§ Records from a data collection
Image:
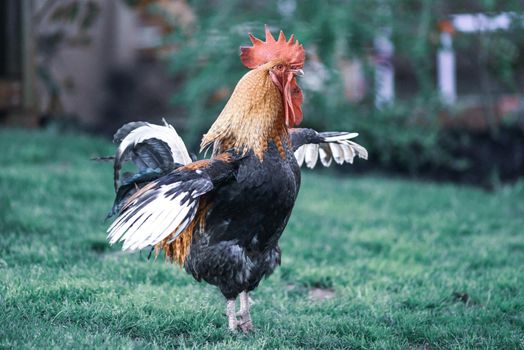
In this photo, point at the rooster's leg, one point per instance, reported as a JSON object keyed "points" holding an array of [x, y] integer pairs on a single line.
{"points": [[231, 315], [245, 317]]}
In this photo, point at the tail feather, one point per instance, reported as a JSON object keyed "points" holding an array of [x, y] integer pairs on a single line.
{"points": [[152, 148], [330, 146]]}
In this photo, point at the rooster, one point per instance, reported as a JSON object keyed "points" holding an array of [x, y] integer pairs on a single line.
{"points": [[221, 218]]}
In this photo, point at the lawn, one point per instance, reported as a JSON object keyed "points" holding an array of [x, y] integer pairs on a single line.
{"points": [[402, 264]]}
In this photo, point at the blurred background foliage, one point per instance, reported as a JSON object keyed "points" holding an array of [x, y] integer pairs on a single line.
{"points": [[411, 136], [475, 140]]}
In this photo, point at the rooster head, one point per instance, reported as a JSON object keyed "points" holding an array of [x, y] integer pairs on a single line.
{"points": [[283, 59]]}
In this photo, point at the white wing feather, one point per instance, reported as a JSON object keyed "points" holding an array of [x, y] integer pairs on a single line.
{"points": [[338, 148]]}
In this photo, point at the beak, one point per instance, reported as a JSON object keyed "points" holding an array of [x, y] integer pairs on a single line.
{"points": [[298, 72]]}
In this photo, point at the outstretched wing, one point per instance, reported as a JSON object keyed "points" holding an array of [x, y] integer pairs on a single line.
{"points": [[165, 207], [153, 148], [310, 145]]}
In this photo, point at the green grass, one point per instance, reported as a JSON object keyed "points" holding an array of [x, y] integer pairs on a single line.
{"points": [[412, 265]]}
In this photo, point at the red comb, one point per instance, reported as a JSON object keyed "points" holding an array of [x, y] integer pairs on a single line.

§ WHAT YOU NEED TO DO
Output the data verbatim, images excluded.

§ SOLUTION TO THIS PROBLEM
Image:
In this photo, point at the rooster's leg, one point per instance, reported as a JSON object keyed "points" holding an array of [x, y] integer pairs on a single line.
{"points": [[231, 315], [245, 317]]}
In this photo, point at the tail feather, one point per instance, reported as a JSON object keyed "points" holding an array of [x, y] integer pairs on a single line.
{"points": [[152, 148], [330, 146]]}
In this photo, point at the rooster, one point per instance, reported as a JSON object keyed "points" holding an array of [x, y] integer pairs on a single line.
{"points": [[221, 218]]}
In this photo, point at the lawn, one point per instance, reported as a JSON object keyed "points" holding an array of [x, y] integer pairs on a single line.
{"points": [[402, 264]]}
In this photo, point at the blurred background foliage, one point per instance, reported as a JSON object keyed "points" holding an array of [x, y] integer pairs on a single line.
{"points": [[411, 136], [475, 140]]}
In this photo, point at the rooster head, one point per instance, reported as a JSON object keyed "points" holding an array of [x, y] integer pairs on a single line.
{"points": [[283, 59]]}
In this photo, point at the white wing feather, one point per instance, reported as a JSON object keyed "points" holding an array of [x, y] integer pairs on a single line.
{"points": [[338, 148]]}
In this photo, point at the beak, one point per instance, reported as a JSON object keyed "points" holding an array of [x, y] integer pairs on a single line.
{"points": [[298, 72]]}
In this photo, point at the outstretched wing, one point per instance, reported as a JSON object keyed "points" holding an array of [x, y] integer pairs on a single line.
{"points": [[165, 207], [153, 148], [310, 145]]}
In this photo, point at the green grass, one point per instance, reported as a JSON object keyed "points" holding an array of [x, y] integer pairs on a single line.
{"points": [[412, 265]]}
In this photo, point at the red comb, one point per instance, reported as a JSON object keyed "points" holding an array of [x, y] integer pairs on a single line.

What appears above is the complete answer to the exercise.